Reproduce all of the rows below word for word, line by line.
### RECORD EXCERPTS
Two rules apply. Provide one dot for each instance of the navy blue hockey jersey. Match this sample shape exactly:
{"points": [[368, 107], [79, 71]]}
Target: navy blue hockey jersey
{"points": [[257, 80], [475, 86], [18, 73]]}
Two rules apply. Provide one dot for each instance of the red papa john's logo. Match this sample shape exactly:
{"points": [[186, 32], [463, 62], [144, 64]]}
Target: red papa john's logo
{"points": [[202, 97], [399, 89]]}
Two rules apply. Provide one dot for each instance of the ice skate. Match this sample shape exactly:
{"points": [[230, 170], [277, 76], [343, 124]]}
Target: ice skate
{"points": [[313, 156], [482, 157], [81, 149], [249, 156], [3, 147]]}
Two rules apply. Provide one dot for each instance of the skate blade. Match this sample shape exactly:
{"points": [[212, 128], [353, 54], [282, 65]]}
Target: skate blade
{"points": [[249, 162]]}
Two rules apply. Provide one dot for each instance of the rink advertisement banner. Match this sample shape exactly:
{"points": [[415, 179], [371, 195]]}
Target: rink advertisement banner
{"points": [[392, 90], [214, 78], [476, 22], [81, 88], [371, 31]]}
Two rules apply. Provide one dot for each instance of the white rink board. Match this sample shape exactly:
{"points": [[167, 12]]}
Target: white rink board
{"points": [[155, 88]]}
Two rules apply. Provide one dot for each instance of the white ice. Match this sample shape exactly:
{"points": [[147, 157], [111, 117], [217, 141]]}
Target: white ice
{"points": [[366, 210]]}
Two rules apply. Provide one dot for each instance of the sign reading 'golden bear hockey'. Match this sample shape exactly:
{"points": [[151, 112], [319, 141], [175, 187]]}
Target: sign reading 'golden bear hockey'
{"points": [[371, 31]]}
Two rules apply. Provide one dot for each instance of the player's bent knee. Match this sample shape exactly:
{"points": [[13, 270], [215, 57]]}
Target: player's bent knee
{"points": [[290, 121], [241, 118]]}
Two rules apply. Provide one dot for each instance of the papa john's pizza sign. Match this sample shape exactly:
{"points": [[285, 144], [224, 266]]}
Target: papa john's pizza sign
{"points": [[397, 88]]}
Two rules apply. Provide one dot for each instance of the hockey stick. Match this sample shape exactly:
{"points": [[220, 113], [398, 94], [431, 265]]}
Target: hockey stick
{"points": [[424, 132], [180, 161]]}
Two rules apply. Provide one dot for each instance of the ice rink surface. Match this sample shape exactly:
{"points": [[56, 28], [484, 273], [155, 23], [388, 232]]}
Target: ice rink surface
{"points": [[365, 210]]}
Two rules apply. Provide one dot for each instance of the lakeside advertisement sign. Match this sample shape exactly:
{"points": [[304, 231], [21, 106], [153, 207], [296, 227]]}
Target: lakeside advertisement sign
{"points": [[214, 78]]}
######
FINAL RESULT —
Two rules apply. Provide one dot for each instance of the navy blue hockey jersey. Match this sample shape exactly:
{"points": [[368, 107], [79, 71]]}
Target: navy blue hockey jersey
{"points": [[257, 80], [475, 86], [18, 73]]}
Two rules apply. Provide one dot for each instance of the red papa john's logo. Match this sample shape exactly:
{"points": [[186, 32], [463, 62], [144, 64]]}
Target: red papa john's logo
{"points": [[202, 97], [399, 89]]}
Two rules apply. Provide one dot for each instance of the ice skate. Match this sample shape exactly:
{"points": [[230, 170], [277, 76], [343, 124]]}
Target: ice skate
{"points": [[313, 156], [482, 157], [81, 149], [249, 156], [3, 147]]}
Two rules apply. Provide one dot for each instance of the skate blade. Match this sample shape exactly:
{"points": [[212, 128], [353, 54], [282, 65]]}
Target: skate blade
{"points": [[249, 162]]}
Two rules apply. Provide one dot for each instance of the rink advertisement banner. Match this sample shape exactly:
{"points": [[415, 179], [371, 195]]}
Target: rink advertisement banner
{"points": [[392, 90], [214, 78], [476, 22], [81, 88], [371, 31]]}
Two rules apply. Provide one dot for each instance of the white rink board. Match this sample shape exactly:
{"points": [[167, 12]]}
Target: white rink board
{"points": [[155, 88]]}
Two rules apply. Provide one dot for each instance of the white ice. Match this sample shape exactly:
{"points": [[147, 157], [111, 117], [217, 141]]}
Target: white ice
{"points": [[366, 210]]}
Two rules apply. Provide one dot for each instance of the sign reading 'golden bear hockey'. Match this sample shape exactly:
{"points": [[151, 112], [319, 141], [175, 187]]}
Target: sign reading 'golden bear hockey'
{"points": [[371, 31]]}
Two rules apply. Provide one dot for each instance of the player's bent knee. Match this sample shape exactly:
{"points": [[13, 270], [215, 57]]}
Target: player's bent knee
{"points": [[290, 121], [241, 118]]}
Two rules apply. Provide one dot for each instance of the papa john's pizza sign. Match this sample shape exactly:
{"points": [[285, 144], [224, 266]]}
Target: papa john's pizza sign
{"points": [[397, 88]]}
Two rules apply. Provide one dot for each instance of the hockey stick. Match this sample shape exactly:
{"points": [[220, 113], [398, 94], [431, 265]]}
Target: hockey stick
{"points": [[424, 132], [180, 161]]}
Two rules apply. Provide one dot for each instance of the ice rink surface. Match this sample shape exactly:
{"points": [[56, 28], [484, 273], [155, 23], [388, 232]]}
Target: ice rink surface
{"points": [[365, 210]]}
Two rules apply. Provide one dot for each instance of the lakeside advertisement sign. Match this sample shape exactly:
{"points": [[304, 231], [21, 106], [153, 207], [296, 227]]}
Target: lakeside advertisement sign
{"points": [[214, 78]]}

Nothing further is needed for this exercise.